• **JOB**
Set out the entries from the line containing "of the light" up to and including the line containing "[[238, 81]]" as a two-column CSV with the headers entry_text and answer, one row per entry. Enclose each field in double quotation marks and replace any line breaks within it with spaces.

• **DATA LINES**
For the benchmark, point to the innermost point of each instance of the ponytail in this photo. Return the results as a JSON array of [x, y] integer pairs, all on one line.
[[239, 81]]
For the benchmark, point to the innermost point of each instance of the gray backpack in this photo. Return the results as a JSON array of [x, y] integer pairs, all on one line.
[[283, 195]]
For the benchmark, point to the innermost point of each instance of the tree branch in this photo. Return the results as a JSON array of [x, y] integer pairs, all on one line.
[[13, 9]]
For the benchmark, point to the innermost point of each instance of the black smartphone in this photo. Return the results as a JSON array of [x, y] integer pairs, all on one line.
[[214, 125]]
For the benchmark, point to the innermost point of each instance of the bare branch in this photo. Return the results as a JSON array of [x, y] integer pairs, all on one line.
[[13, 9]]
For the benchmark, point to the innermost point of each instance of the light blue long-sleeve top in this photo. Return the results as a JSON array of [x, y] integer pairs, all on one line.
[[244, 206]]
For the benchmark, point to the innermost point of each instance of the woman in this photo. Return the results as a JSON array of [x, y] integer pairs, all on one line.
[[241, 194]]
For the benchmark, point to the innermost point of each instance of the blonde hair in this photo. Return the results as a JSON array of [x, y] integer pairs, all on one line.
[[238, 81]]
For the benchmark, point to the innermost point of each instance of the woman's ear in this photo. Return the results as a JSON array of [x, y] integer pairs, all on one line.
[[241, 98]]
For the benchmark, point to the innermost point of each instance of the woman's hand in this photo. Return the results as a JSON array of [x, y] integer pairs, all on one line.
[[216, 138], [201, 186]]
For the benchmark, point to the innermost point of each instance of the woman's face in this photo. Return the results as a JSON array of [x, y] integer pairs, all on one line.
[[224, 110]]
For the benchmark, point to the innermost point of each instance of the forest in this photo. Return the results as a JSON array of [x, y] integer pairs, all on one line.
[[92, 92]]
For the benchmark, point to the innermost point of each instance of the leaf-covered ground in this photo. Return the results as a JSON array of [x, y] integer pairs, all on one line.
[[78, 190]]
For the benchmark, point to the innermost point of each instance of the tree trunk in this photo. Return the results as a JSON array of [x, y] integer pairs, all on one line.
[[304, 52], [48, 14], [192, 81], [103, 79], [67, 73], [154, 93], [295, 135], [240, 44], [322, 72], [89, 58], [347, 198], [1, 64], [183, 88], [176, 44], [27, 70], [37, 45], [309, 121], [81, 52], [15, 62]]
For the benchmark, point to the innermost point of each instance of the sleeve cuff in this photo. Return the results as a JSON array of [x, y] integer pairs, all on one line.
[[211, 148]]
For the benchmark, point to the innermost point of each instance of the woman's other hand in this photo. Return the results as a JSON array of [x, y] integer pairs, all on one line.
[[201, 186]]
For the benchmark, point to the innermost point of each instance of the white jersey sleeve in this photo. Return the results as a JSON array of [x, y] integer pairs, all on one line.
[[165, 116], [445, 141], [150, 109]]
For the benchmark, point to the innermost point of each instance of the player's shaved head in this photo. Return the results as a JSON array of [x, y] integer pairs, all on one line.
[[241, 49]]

• **FULL RESPONSE**
entry_text,answer
"For the benchmark, point to the innermost point of each instance of the light blue long-sleeve top in this photo. Return the results as a JSON array of [x, y] integer pairs, all on one line.","[[244, 206]]"
"For the benchmark, point to the innermost point of each instance of the woman in this photo. Return the results as a JSON array of [x, y] integer pairs, all on one line.","[[241, 194]]"
"For the benchmark, point to the innermost point of each instance of the blonde hair in this photo. Return the results as a JSON array of [x, y] integer pairs, all on one line.","[[238, 81]]"